- **本文**:

本の紹介
かこさとし 『秋』
かこさとしさんと言えば、有名な作品がたくさんありますね。ざっとあげるだけでも、だるまちゃんシリーズや、『からすのパン屋さん』など次から次へと出てきます。でも、この本は少し特別です。かこさんが亡くなられた後に発見された、手書きの紙芝居だからです。
絵本でも述べられていましたが、かこさんは、季節では秋が好きだったそうです。空気が澄んでいたり、おいしい果物が食べられるからでした。でも、とてもいやな秋もあったのです。それは昭和19年。戦争が終わる1年前のこと。かこさんは18歳でした。
かこさんは、はたらいていた工場で盲腸炎(今でいう虫垂炎)にかかりました。そこで、お医者さんに手術してもらい、入院することになります。病室にはつきそいのおばさんがいました。ちょっと関西弁でいうイケズ(意地悪)な人です。
ある日、手術をしてくれた「おでこの先生」が戦争に行くことになります。「先生、どうかお元気でいてください」という手紙をわたしました。ところが、秋のある日、かこさんが病院から空を見ると日本軍の飛行機が墜落させられました。そこからパイロットが飛び降りたのですが、パラシュートが開きません。結局、そのパイロットは亡くなってしまいます。さらに、悲しいニュースは続き、イケズなおばあさんの悲しい秘密が分かったり・・・。
田尻徳風保育園では、この季節には戦争と平和を考えます。かこさんから私たちへのメッセージを、この絵本からぜひ聞き取り、継承していきたいものですね。

保存データ項目
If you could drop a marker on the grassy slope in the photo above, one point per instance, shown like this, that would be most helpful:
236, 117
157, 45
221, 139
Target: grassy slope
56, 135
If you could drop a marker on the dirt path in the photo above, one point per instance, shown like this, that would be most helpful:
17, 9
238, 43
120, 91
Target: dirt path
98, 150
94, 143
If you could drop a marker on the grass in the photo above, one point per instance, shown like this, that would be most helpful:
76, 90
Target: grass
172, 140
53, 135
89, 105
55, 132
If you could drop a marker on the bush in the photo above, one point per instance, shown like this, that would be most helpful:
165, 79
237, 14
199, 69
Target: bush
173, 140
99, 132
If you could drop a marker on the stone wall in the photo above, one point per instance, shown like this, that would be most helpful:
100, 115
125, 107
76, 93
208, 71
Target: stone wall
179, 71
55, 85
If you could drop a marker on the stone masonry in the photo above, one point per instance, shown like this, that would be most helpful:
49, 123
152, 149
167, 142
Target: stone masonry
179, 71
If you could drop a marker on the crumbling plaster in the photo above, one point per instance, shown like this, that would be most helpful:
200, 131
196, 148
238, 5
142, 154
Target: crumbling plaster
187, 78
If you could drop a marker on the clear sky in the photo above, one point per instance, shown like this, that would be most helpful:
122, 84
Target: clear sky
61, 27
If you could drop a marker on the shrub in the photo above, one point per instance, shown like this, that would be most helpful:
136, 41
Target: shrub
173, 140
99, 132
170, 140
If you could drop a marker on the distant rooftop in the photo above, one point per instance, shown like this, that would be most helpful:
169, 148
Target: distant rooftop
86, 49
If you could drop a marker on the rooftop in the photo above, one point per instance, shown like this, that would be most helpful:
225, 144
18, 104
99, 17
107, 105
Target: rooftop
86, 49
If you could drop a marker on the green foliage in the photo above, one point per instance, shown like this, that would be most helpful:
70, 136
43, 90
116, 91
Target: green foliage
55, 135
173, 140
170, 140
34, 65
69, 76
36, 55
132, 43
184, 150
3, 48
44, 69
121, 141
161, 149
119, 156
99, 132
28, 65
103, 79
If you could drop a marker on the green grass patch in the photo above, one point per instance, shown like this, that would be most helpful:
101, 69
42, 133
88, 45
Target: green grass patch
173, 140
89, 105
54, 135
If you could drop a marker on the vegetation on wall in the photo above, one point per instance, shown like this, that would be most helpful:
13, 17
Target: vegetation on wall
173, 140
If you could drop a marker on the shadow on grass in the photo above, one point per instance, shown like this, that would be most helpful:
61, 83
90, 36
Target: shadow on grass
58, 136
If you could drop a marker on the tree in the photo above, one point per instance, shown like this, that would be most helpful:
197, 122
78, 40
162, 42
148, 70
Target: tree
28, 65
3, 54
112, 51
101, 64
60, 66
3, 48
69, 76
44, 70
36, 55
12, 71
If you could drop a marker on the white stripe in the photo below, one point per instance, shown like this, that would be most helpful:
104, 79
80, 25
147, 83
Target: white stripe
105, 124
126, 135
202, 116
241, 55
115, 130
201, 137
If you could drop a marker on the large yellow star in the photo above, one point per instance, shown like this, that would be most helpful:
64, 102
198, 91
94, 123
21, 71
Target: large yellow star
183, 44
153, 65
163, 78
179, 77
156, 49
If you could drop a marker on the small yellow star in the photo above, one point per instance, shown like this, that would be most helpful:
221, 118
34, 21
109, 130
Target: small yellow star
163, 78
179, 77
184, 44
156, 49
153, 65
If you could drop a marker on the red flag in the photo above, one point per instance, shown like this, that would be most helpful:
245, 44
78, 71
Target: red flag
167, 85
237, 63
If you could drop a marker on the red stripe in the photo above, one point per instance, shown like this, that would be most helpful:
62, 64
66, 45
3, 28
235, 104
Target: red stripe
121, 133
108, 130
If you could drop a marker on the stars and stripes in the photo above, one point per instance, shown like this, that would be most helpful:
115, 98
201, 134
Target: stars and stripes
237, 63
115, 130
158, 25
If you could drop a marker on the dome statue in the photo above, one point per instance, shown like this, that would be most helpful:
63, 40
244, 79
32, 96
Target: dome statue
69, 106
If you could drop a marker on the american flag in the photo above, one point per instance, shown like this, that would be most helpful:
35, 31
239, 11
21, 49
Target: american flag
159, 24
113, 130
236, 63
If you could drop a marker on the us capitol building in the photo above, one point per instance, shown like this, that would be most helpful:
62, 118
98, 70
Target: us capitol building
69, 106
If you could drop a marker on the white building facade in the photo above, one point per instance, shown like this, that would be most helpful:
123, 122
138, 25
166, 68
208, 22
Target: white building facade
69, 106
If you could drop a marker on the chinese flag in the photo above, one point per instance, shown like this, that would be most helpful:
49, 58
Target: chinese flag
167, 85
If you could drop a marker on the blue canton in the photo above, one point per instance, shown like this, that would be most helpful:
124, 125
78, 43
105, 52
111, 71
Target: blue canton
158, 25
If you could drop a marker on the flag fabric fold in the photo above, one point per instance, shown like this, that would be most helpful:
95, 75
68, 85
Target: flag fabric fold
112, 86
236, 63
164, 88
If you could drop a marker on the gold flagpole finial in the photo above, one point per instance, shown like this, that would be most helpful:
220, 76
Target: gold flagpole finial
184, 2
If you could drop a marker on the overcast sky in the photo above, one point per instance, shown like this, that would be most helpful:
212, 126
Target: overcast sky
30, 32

- **問題**:
本の紹介の「絵本でも述べられていましたが」から「継承していきたいものですね。」までを、一字も変えずにすべて書き写すこと。

- **解答**:
絵本でも述べられていましたが、かこさんは、季節では秋が好きだったそうです。空気が澄んでいたり、おいしい果物が食べられるからでした。でも、とてもいやな秋もあったのです。それは昭和19年。戦争が終わる1年前のこと。かこさんは18歳でした。
かこさんは、はたらいていた工場で盲腸炎(今でいう虫垂炎)にかかりました。そこで、お医者さんに手術してもらい、入院することになります。病室にはつきそいのおばさんがいました。ちょっと関西弁でいうイケズ(意地悪)な人です。
ある日、手術をしてくれた「おでこの先生」が戦争に行くことになります。「先生、どうかお元気でいてください」という手紙をわたしました。ところが、秋のある日、かこさんが病院から空を見ると日本軍の飛行機が墜落させられました。そこからパイロットが飛び降りたのですが、パラシュートが開きません。結局、そのパイロットは亡くなってしまいます。さらに、悲しいニュースは続き、イケズなおばあさんの悲しい秘密が分かったり・・・。
田尻徳風保育園では、この季節には戦争と平和を考えます。かこさんから私たちへのメッセージを、この絵本からぜひ聞き取り、継承していきたいものですね。